### [TEXT BLOCK]

=== Section Start ===

(864) 656-3434 (Dept)

** Email: ** kevja@clemson.edu

** Web: **
http://www.ces.clemson.edu/~kevja/

### Office Hours

Office hours are by appointment. Please email me to set up an appointment
or simply drop by my office.

### Required Text

``Abstract Algebra An Intorduction'', 2nd ed. by Thomas W Hungerford

### Goals and Objectives.

To introduce students to topics and techniques from modern algebra.
In particular we will cover material from the theory of groups rings
and fields.

### Course Contents.

We will cover parts of Chapters 1-7, 9, 11 of the text, with most sections
indicated ``optional'' omitted. Time permitting, we will cover other
sections of interest.

### Learning Outcomes

Upon successful completion of this course, a student will be able to:
- Employ the well-ordering principle to write a proof.
- Employ the principle of mathematical induction to write a proof.
- Be able to prove basic properties of the integers from the basic
axioms.
- Apply the Euclidean algorithm to compute the greatest
common divisor of two integers and
write it as an integral linear combination of the given numbers.
- Understand modular arithmetic.
- Be able to perform basic computations (addition, subtraction,
multiplication, inversion and division) in modular arithmetic.

=== Section End ===

### [RECORDS PROVIDED]
=== Section Start ===

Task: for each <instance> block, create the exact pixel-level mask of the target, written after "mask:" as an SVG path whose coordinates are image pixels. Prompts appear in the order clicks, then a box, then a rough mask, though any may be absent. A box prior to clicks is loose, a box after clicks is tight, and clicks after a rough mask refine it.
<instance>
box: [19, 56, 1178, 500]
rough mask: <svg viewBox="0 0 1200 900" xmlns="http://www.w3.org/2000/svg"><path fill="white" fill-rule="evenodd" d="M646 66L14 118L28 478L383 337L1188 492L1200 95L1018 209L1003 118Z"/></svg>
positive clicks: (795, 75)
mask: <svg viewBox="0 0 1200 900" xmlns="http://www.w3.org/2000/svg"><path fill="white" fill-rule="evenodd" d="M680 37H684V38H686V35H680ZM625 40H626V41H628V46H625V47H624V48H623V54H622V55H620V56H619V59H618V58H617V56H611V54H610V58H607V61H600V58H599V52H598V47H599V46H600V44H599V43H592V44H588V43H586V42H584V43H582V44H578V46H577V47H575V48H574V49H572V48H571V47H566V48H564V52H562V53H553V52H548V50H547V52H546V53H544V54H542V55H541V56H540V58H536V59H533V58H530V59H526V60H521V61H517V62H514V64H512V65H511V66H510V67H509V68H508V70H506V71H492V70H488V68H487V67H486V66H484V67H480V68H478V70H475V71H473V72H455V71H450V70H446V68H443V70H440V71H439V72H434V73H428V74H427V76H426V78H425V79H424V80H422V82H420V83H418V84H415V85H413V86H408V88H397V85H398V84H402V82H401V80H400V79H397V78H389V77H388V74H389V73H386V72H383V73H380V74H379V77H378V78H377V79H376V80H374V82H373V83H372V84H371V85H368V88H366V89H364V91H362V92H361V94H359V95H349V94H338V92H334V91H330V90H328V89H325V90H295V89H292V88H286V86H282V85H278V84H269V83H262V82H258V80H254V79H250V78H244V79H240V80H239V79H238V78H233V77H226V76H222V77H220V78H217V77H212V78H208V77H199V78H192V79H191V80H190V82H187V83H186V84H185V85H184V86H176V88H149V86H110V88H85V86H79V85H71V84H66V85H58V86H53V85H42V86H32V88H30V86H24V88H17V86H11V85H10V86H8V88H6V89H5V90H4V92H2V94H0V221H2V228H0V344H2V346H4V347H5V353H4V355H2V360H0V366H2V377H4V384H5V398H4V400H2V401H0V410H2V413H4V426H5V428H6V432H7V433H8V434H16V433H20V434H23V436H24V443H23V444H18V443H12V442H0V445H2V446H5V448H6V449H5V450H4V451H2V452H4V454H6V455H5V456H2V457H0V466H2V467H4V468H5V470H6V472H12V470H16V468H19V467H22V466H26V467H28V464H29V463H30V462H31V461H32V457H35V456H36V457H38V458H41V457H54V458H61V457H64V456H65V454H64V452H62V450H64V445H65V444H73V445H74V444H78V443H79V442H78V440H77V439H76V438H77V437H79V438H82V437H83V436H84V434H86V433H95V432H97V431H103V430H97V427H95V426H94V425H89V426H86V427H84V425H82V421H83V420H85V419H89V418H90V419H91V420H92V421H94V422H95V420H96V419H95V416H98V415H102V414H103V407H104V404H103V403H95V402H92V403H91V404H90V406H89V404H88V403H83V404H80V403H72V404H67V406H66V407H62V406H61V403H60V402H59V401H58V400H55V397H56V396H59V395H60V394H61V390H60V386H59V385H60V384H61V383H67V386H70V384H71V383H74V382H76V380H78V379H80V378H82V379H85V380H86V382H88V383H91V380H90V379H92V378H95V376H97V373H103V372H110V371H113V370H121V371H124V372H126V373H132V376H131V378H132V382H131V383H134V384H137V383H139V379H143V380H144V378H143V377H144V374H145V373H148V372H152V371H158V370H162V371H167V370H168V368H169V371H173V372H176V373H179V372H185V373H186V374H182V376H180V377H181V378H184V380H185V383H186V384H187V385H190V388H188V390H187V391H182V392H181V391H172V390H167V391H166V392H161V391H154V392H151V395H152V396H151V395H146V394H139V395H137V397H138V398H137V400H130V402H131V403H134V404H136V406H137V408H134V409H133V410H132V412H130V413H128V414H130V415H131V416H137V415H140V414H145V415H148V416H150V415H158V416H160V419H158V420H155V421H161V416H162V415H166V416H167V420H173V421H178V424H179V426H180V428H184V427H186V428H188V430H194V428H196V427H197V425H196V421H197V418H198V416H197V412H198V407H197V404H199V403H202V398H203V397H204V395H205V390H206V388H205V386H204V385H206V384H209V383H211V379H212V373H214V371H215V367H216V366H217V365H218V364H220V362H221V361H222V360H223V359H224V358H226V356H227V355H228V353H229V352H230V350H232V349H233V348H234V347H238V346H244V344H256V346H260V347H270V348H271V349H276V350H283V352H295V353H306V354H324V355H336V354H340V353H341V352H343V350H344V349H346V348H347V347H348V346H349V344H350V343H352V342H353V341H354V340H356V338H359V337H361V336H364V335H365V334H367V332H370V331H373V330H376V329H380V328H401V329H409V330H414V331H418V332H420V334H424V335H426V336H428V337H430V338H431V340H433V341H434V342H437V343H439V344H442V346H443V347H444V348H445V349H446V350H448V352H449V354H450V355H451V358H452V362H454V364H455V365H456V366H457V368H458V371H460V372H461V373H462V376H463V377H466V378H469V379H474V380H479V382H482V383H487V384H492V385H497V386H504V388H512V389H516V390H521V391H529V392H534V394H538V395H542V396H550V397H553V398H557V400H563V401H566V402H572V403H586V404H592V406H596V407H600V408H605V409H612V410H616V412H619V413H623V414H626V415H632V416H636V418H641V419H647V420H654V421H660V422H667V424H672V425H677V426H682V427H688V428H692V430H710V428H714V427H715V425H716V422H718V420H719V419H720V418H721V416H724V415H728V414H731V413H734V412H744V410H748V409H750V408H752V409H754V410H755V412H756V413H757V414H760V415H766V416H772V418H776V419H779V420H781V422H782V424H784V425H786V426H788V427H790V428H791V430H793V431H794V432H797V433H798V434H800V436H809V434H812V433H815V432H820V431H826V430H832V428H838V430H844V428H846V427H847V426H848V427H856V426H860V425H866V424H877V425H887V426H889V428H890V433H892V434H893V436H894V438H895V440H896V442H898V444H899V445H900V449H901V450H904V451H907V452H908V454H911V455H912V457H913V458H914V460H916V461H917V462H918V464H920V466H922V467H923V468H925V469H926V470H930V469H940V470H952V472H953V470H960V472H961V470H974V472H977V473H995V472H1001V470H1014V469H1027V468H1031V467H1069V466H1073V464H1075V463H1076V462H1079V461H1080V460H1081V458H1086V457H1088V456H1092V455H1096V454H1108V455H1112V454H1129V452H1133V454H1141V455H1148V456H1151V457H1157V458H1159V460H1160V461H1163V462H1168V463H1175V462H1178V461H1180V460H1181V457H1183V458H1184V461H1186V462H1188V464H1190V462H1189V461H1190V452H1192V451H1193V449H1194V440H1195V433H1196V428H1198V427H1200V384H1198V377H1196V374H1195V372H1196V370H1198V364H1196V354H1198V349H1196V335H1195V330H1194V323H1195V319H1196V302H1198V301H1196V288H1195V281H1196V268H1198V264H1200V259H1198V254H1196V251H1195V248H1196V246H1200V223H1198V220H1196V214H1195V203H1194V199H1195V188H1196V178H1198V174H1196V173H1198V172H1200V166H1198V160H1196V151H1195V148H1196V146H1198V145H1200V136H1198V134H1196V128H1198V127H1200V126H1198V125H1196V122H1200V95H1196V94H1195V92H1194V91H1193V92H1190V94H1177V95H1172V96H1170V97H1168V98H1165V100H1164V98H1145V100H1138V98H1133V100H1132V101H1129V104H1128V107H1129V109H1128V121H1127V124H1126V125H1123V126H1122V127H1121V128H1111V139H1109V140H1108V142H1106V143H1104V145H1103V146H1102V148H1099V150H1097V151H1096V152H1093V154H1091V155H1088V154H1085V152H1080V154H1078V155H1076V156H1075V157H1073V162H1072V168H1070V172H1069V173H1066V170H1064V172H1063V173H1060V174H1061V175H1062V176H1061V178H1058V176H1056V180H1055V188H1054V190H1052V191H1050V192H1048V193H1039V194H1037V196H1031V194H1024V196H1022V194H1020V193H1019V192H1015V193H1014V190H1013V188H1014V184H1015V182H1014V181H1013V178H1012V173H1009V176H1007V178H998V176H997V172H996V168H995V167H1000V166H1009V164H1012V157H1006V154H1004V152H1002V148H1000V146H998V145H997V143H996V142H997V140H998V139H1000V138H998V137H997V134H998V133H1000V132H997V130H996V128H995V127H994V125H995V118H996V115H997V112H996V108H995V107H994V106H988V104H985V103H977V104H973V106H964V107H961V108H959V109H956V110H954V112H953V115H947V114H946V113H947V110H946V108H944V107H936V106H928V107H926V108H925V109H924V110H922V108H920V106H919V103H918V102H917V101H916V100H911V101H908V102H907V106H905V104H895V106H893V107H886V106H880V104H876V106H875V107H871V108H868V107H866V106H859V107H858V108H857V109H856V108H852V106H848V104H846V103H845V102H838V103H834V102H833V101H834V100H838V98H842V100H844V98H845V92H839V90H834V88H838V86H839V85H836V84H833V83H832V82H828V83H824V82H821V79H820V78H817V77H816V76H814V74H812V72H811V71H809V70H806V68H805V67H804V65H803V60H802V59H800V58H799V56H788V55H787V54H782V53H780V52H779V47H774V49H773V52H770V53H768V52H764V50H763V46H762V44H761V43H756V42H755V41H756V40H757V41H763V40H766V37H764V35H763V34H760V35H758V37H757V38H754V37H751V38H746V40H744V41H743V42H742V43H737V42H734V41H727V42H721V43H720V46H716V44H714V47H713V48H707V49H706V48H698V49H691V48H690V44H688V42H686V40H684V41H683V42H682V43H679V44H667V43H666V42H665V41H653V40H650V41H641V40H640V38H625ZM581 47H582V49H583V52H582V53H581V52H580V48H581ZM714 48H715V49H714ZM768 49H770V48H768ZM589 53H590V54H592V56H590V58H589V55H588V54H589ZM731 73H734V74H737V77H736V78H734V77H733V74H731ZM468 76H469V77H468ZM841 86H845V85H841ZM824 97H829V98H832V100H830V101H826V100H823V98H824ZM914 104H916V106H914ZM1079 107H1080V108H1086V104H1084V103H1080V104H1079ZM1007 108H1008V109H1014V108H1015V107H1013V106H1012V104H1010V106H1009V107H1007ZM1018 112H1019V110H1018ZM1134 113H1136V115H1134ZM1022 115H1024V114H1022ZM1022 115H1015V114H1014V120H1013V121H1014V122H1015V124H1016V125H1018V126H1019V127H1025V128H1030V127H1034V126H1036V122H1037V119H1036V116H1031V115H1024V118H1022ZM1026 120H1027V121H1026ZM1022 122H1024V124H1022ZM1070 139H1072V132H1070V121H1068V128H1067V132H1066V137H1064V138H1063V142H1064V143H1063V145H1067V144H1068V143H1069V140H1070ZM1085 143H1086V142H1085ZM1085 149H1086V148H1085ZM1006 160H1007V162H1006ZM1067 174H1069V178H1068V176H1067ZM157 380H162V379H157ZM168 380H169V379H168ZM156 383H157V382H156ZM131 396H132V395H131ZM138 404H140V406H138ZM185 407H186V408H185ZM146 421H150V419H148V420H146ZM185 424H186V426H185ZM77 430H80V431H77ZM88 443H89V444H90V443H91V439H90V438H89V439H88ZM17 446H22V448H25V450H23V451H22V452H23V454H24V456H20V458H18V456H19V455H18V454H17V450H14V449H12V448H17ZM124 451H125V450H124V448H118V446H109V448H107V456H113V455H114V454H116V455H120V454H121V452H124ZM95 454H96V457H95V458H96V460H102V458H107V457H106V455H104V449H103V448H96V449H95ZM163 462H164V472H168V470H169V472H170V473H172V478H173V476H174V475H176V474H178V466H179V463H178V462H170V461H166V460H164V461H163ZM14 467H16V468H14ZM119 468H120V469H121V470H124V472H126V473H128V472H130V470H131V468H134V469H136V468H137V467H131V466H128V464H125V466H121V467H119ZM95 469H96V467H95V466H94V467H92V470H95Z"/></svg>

=== Section End ===

### [REQUEST 1]
Reproduce the portion of the algebra course page starting with "### Learning Outcomes" and going on through "in modular arithmetic.".
### [REQUEST 2]
Rewrite the records starting with their first line and going on through the line with "positive clicks: (795, 75)", using "coarse mask" in place of "rough mask" and leaving everything else unchanged. Give only those lines.

### [EXERCISE SOLUTION 1]
### Learning Outcomes

Upon successful completion of this course, a student will be able to:
- Employ the well-ordering principle to write a proof.
- Employ the principle of mathematical induction to write a proof.
- Be able to prove basic properties of the integers from the basic
axioms.
- Apply the Euclidean algorithm to compute the greatest
common divisor of two integers and
write it as an integral linear combination of the given numbers.
- Understand modular arithmetic.
- Be able to perform basic computations (addition, subtraction,
multiplication, inversion and division) in modular arithmetic.

### [EXERCISE SOLUTION 2]
Task: for each <instance> block, create the exact pixel-level mask of the target, written after "mask:" as an SVG path whose coordinates are image pixels. Prompts appear in the order clicks, then a box, then a coarse mask, though any may be absent. A box prior to clicks is loose, a box after clicks is tight, and clicks after a coarse mask refine it.
<instance>
box: [19, 56, 1178, 500]
coarse mask: <svg viewBox="0 0 1200 900" xmlns="http://www.w3.org/2000/svg"><path fill="white" fill-rule="evenodd" d="M646 66L14 118L28 478L383 337L1188 492L1200 95L1018 209L1003 118Z"/></svg>
positive clicks: (795, 75)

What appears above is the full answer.